TO DO: Copy out the following entries word for word, all of them.

━━ DATASET ROWS

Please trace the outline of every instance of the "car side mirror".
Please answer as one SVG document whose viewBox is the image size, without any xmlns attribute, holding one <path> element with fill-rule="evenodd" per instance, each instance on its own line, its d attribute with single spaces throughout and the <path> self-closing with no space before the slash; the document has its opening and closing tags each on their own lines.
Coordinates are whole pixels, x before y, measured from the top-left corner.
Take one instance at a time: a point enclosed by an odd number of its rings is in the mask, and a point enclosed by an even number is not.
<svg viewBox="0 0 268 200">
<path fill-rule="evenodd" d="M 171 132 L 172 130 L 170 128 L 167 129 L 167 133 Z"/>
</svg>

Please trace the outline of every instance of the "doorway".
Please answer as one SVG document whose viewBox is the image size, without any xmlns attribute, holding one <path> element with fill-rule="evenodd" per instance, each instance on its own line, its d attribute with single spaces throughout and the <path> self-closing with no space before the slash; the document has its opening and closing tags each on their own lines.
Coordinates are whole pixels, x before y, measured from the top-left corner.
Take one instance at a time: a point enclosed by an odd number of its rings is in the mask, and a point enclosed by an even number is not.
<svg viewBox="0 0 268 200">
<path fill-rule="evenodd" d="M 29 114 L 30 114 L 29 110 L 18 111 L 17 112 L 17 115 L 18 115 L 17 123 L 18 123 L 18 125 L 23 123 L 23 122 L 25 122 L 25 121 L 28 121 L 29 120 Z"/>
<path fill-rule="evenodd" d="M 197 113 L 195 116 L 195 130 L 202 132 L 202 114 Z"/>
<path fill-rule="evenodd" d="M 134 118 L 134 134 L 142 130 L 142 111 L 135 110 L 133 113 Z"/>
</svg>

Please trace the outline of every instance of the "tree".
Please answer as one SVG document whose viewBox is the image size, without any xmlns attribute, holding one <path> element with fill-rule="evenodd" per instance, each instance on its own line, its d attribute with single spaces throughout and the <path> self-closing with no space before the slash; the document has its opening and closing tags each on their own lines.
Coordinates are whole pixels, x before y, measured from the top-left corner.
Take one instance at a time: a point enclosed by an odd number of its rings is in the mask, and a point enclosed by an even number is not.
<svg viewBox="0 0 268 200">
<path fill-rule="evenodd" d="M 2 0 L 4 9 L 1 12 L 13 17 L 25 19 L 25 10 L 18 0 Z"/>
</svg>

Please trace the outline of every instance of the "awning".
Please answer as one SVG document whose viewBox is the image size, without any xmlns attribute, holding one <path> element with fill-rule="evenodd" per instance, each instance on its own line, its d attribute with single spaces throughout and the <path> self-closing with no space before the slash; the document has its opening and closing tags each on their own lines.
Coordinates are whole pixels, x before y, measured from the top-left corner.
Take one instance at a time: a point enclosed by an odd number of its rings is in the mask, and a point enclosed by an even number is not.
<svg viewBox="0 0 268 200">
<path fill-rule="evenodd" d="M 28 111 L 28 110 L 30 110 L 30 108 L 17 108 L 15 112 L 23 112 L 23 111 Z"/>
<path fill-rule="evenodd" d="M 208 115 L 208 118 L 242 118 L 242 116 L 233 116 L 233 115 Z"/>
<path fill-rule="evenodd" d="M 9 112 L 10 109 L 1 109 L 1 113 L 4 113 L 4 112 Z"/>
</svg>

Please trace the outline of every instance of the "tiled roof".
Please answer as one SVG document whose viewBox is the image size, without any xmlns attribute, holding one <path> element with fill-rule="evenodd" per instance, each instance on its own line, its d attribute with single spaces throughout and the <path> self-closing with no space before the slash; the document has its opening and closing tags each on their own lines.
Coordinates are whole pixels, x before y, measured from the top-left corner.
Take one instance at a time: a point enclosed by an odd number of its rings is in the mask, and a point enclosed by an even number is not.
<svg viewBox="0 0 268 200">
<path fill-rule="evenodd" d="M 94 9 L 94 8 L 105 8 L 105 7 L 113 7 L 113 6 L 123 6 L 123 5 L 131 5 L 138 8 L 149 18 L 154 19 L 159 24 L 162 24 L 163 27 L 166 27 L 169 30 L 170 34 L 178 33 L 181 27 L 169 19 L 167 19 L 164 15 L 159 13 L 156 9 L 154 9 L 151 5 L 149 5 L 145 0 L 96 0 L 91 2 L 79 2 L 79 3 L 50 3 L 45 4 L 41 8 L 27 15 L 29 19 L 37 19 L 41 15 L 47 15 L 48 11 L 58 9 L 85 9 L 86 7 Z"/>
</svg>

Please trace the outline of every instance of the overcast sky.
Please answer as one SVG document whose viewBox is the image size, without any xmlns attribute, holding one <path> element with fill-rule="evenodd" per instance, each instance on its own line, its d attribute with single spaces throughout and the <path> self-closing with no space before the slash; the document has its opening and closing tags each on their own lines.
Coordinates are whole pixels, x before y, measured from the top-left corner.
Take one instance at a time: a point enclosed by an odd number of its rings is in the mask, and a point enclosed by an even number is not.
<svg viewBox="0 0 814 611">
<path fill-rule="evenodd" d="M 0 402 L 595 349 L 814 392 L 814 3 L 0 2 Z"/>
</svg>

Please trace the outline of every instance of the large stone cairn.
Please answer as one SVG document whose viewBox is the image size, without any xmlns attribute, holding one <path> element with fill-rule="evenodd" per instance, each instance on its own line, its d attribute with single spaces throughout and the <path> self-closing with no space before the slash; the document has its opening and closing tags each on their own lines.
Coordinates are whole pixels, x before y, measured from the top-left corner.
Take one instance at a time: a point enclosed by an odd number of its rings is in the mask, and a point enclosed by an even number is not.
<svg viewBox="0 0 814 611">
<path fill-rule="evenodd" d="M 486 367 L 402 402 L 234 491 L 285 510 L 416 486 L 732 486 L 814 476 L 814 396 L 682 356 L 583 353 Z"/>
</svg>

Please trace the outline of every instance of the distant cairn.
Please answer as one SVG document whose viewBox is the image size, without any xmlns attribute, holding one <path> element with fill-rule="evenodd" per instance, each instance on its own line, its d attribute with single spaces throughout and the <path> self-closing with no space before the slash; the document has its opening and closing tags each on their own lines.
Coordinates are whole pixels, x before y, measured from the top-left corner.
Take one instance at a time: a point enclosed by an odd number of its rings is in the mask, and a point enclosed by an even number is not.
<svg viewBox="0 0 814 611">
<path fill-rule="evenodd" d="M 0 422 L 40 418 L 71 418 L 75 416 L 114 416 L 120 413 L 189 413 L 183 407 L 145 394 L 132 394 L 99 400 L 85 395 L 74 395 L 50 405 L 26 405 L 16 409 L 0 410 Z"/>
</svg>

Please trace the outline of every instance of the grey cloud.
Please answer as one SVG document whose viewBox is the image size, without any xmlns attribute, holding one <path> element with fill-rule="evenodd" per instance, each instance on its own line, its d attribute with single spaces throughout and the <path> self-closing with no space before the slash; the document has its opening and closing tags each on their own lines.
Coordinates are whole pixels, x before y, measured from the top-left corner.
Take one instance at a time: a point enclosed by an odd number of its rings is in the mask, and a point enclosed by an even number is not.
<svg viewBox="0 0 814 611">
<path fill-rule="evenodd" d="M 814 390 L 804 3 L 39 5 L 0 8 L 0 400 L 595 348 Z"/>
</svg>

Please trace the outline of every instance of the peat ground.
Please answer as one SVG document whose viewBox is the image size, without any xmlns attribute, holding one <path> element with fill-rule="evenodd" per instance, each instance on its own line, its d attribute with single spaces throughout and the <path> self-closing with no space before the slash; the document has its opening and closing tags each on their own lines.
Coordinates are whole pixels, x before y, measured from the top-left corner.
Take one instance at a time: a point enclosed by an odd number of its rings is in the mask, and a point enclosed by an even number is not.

━━━━

RESPONSE FOR THIS EXERCISE:
Please trace the outline of every instance of the "car side mirror".
Please answer as one SVG document whose viewBox is the image size, without any xmlns attribute, holding one <path> element with fill-rule="evenodd" per instance, each instance on its own line, its d attribute with single spaces throughout and the <path> self-closing with no space before the slash; the document has its opening and closing tags each on their own lines.
Coordinates are whole pixels, x before y, measured from the top-left corner.
Take one instance at a time: a point enclosed by an odd number of its rings is in the mask, and a point enclosed by an even number is not.
<svg viewBox="0 0 268 200">
<path fill-rule="evenodd" d="M 171 132 L 172 130 L 170 128 L 167 129 L 167 133 Z"/>
</svg>

Please trace the outline of every instance of the "doorway".
Please answer as one SVG document whose viewBox is the image size, without any xmlns attribute, holding one <path> element with fill-rule="evenodd" per instance, each instance on its own line, its d attribute with single spaces throughout and the <path> self-closing with no space before the slash; the document has its opening and closing tags each on their own lines.
Coordinates are whole pixels, x before y, measured from the top-left corner.
Take one instance at a time: a point enclosed by an odd number of its rings is in the mask, and a point enclosed by an even number is not.
<svg viewBox="0 0 268 200">
<path fill-rule="evenodd" d="M 29 114 L 30 114 L 29 110 L 18 111 L 17 112 L 17 115 L 18 115 L 17 123 L 18 123 L 18 125 L 23 123 L 23 122 L 25 122 L 25 121 L 28 121 L 29 120 Z"/>
<path fill-rule="evenodd" d="M 197 113 L 195 116 L 195 130 L 202 132 L 202 114 Z"/>
<path fill-rule="evenodd" d="M 134 118 L 134 134 L 142 130 L 142 111 L 135 110 L 133 113 Z"/>
</svg>

Please trace the outline of every instance of the "tree".
Please answer as one SVG document whose viewBox is the image size, without any xmlns attribute, holding one <path> element with fill-rule="evenodd" per instance, each instance on its own line, its d attribute with single spaces throughout and the <path> self-closing with no space before the slash; the document has its opening and closing tags each on their own lines.
Coordinates are whole pixels, x before y, measured from the top-left corner.
Take one instance at a time: a point enclosed by an odd number of its rings is in the mask, and a point enclosed by an even number is not.
<svg viewBox="0 0 268 200">
<path fill-rule="evenodd" d="M 2 0 L 4 9 L 1 12 L 13 17 L 25 19 L 25 10 L 18 0 Z"/>
</svg>

Please trace the outline of every instance of the "awning".
Please answer as one SVG document whose viewBox is the image size, without any xmlns attribute, holding one <path> element with fill-rule="evenodd" per instance, each instance on its own line, its d attribute with single spaces throughout and the <path> self-closing with no space before the slash; the document has its opening and closing tags each on their own lines.
Coordinates are whole pixels, x before y, measured from the top-left corner.
Take one instance at a time: a point enclosed by an odd number of its rings is in the mask, and a point enclosed by an even number is not.
<svg viewBox="0 0 268 200">
<path fill-rule="evenodd" d="M 28 111 L 28 110 L 30 110 L 30 108 L 17 108 L 15 112 L 23 112 L 23 111 Z"/>
<path fill-rule="evenodd" d="M 208 115 L 208 118 L 242 118 L 242 116 L 233 116 L 233 115 Z"/>
<path fill-rule="evenodd" d="M 9 112 L 10 109 L 1 109 L 1 113 L 4 113 L 4 112 Z"/>
</svg>

Please trace the outline of every instance of the "tiled roof".
Please answer as one SVG document whose viewBox is the image size, without any xmlns attribute, holding one <path> element with fill-rule="evenodd" per instance, each instance on its own line, its d attribute with single spaces throughout and the <path> self-closing with no space before the slash; the document has its opening and closing tags each on their own lines.
Coordinates are whole pixels, x before y, measured from the top-left corner.
Take one instance at a time: a point enclosed by an odd number of its rings is in the mask, and a point enclosed by an even number is not.
<svg viewBox="0 0 268 200">
<path fill-rule="evenodd" d="M 94 9 L 94 8 L 105 8 L 105 7 L 113 7 L 113 6 L 123 6 L 123 5 L 131 5 L 138 8 L 149 18 L 154 19 L 159 24 L 162 24 L 163 27 L 166 27 L 169 30 L 170 34 L 178 33 L 181 27 L 169 19 L 167 19 L 164 15 L 159 13 L 156 9 L 154 9 L 151 5 L 149 5 L 145 0 L 96 0 L 91 2 L 79 2 L 79 3 L 50 3 L 45 4 L 41 8 L 27 15 L 29 19 L 37 19 L 41 15 L 47 15 L 48 11 L 58 9 L 85 9 L 86 7 Z"/>
</svg>

Please trace the outline of every instance of the overcast sky.
Please answer as one SVG document whose viewBox is the image size, without any xmlns attribute, holding one <path> element with fill-rule="evenodd" per instance, each instance on its own line, its d attribute with single spaces throughout and the <path> self-closing with no space before the slash; the document has its opening and closing tags each on their own lines.
Coordinates are whole pixels, x before y, measured from the top-left corner.
Take one instance at a time: a point enclosed by an odd number of its rings is in the mask, and a point enclosed by an even number is not.
<svg viewBox="0 0 814 611">
<path fill-rule="evenodd" d="M 0 402 L 595 349 L 814 392 L 814 3 L 0 2 Z"/>
</svg>

Please trace the outline of every instance of the large stone cairn.
Please answer as one SVG document whose viewBox is the image size, without any xmlns attribute, holding one <path> element with fill-rule="evenodd" per instance, each instance on its own line, its d attribute with single spaces throughout and the <path> self-closing with no space before the slash; the document has its opening and closing tags each on their own lines.
Coordinates are whole pixels, x before y, measured from the top-left corner.
Take one instance at a time: a point enclosed by an odd number of its rings is in the mask, and a point enclosed by an even number is not.
<svg viewBox="0 0 814 611">
<path fill-rule="evenodd" d="M 486 367 L 402 402 L 234 491 L 285 510 L 416 486 L 732 486 L 814 476 L 814 396 L 682 356 L 583 353 Z"/>
</svg>

Please trace the outline of every instance of the distant cairn.
Please answer as one SVG document whose viewBox is the image size, without any xmlns attribute, holding one <path> element with fill-rule="evenodd" per instance, each instance on its own line, its d attribute with single spaces throughout and the <path> self-closing with no space before the slash; the document has its opening and closing tags each on their own lines.
Coordinates are whole pixels, x before y, measured from the top-left corner.
Take one instance at a time: a point enclosed by an odd number of its rings is in the mask, and a point enclosed by an even number is not.
<svg viewBox="0 0 814 611">
<path fill-rule="evenodd" d="M 0 422 L 40 418 L 71 418 L 75 416 L 114 416 L 120 413 L 189 413 L 183 407 L 145 394 L 132 394 L 99 400 L 85 395 L 74 395 L 50 405 L 26 405 L 16 409 L 0 410 Z"/>
</svg>

Please trace the outline of every instance of the grey cloud.
Please answer as one SVG document whose viewBox is the image size, without any xmlns attribute, holding one <path> element with fill-rule="evenodd" per instance, each instance on its own line, its d attribute with single spaces throughout and the <path> self-closing with no space before the slash; the document has its opening and closing tags each on their own lines.
Coordinates are whole pixels, x before y, measured from the top-left corner.
Take one instance at a time: a point enclosed by an odd number of its rings is in the mask, and a point enclosed by an even number is not.
<svg viewBox="0 0 814 611">
<path fill-rule="evenodd" d="M 814 390 L 804 3 L 39 5 L 0 8 L 0 400 L 595 348 Z"/>
</svg>

Please trace the outline of every instance of the peat ground.
Please answer as one SVG document whose viewBox is the image size, without any xmlns attribute, holding one <path> element with fill-rule="evenodd" per instance, each instance on its own line, its d attribute with single spaces throughout and the <path> self-closing with no space before the slash; the document has its opening and closing tags each on their own lines.
Coordinates are whole pixels, x before y, measured from the top-left corner.
Take one instance at a time: a point enclosed by an odd number of its rings is in the mask, and a point enclosed by an even number is not.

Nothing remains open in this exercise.